## EXERCISE TASK
Convert the records, starting with the line that contains "group of dancer." and going on through the end of the records, into a Markdown table with the columns n and Line, one row per line and blank lines left out.

## MATERIAL SUPPLIED
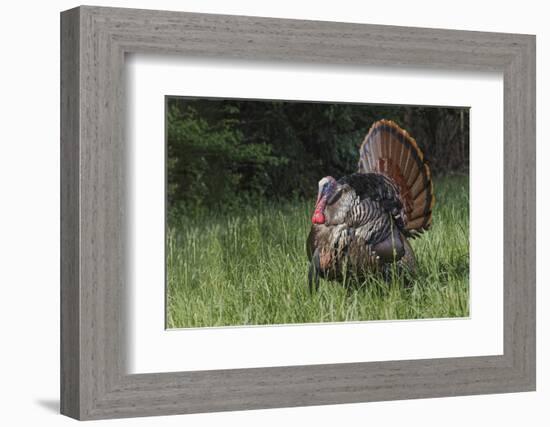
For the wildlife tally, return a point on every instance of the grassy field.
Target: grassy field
(250, 268)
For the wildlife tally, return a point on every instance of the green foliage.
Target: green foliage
(247, 266)
(212, 163)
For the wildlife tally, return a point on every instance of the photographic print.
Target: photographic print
(293, 212)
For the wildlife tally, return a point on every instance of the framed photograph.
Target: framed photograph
(262, 213)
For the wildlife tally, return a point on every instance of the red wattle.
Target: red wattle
(318, 217)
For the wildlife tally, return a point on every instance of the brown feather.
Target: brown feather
(389, 150)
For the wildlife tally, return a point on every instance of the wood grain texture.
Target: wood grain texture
(94, 381)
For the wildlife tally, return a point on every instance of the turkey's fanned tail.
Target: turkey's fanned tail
(389, 150)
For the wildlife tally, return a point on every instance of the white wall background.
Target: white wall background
(29, 212)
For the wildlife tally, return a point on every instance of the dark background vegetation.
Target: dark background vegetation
(230, 152)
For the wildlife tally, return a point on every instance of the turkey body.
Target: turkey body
(363, 222)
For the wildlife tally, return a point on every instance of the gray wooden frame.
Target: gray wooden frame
(94, 382)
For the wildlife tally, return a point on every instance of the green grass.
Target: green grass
(250, 268)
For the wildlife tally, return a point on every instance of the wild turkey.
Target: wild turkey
(362, 222)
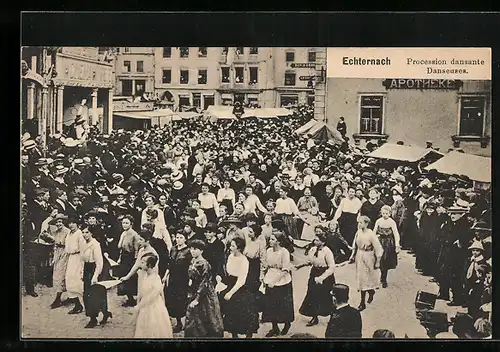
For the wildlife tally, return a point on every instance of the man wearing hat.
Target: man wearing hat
(60, 261)
(345, 321)
(456, 237)
(475, 277)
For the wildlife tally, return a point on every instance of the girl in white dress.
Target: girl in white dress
(153, 320)
(366, 252)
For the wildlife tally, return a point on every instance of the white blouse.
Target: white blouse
(351, 206)
(74, 242)
(286, 206)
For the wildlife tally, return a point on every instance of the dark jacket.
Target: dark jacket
(344, 323)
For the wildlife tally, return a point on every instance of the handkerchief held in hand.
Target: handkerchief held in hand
(220, 287)
(108, 283)
(112, 263)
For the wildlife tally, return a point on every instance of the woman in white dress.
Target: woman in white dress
(366, 252)
(74, 270)
(153, 320)
(145, 248)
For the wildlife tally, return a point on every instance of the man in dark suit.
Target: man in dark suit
(345, 321)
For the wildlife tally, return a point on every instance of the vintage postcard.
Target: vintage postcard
(255, 192)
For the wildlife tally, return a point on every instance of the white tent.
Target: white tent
(306, 127)
(401, 152)
(477, 168)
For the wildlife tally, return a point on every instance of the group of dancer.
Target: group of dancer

## THE RESPONSE
| n | Line |
|---|---|
| 1 | For the wildlife tally, return a point on every instance of the group of dancer. |
| 2 | Target: group of dancer |